# Data lines start

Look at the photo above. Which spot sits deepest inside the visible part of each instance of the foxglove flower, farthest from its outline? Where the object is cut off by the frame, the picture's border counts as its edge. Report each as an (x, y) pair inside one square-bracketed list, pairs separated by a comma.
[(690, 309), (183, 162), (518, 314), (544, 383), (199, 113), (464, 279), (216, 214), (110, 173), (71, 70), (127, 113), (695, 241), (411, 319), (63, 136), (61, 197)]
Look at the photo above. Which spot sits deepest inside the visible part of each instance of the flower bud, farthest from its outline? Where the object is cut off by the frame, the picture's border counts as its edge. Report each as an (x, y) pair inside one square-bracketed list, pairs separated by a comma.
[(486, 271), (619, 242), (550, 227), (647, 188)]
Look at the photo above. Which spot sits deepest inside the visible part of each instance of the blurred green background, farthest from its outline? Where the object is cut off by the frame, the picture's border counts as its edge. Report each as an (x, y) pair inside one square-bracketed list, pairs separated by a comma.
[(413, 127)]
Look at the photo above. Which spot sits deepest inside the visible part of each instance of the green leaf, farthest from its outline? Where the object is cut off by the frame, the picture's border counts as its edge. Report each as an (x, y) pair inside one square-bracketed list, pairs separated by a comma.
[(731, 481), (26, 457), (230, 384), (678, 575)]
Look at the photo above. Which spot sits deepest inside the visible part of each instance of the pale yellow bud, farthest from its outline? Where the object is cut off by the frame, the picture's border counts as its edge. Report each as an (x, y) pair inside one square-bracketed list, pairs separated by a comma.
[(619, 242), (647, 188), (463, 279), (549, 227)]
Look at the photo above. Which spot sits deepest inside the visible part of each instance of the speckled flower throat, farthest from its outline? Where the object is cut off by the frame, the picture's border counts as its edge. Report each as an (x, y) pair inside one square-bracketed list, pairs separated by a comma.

# Data lines end

Render every line of the items above as a Markdown table with two columns, n for the row number and Line for the line itself, omitting blank lines.

| n | Line |
|---|---|
| 1 | Look at the photo above. Which spot sits deepest inside the visible part of each instance of the foxglove flower, farthest from its outline? Where the object is cut off by the frame, the picture's border counts as its edge. Report each as an (x, y) pair inside one square-bracketed list, pairs separated by a comma. |
| 2 | [(690, 309), (183, 162), (518, 314), (544, 383), (199, 113), (464, 279), (216, 214), (110, 173), (71, 70), (127, 113), (695, 241), (411, 319), (63, 136), (61, 197)] |
| 3 | Look at the photo above. Which spot sits deepest inside the visible part of each instance of the flower bud, farthest from its outline? Where the object is cut off by the frame, the picture's border counts as its edge. Report each as an (x, y) pair inside one square-bracketed list, pairs separated by a comma. |
| 4 | [(486, 271), (619, 242), (550, 227), (647, 188)] |
| 5 | Look at the photo above. Which spot sits deepest inside the visible part of each instance of the blurred green background, farthest from its outline? Where the object is cut off by the frame, the picture's border counts as its edge. Report each as an (x, y) pair inside one square-bracketed list, pairs separated by a comma. |
| 6 | [(413, 127)] |
| 7 | Look at the photo above. Which spot sits deepest inside the visible part of each instance of the green leaf, farthest from its outline? Where the object is cut off by the frame, the picture's border counts as its edge. Report each as an (x, y) pair inside one square-bracketed list, pairs separated by a comma. |
| 8 | [(731, 481), (26, 457), (230, 384), (678, 575)] |
| 9 | Look at the photo above. Which spot sits deepest inside the visible part of each instance of the pale yellow bud, farthest from its outline? Where the object is cut off by the frame, the picture's border counts as its edge. Report each as an (x, y) pair inside one square-bracketed list, pairs separated by a comma. |
| 10 | [(619, 242), (647, 188), (463, 279), (549, 227)] |
| 11 | Look at the photo above. Which spot sits deepest inside the visible part of each instance of the speckled flower throat, farthest from its outline? Where the object is cut off by the frame, the picture's border counts as its edge. Report each as an (x, y) pair inside one square-bracketed list, pairs separated by a comma. |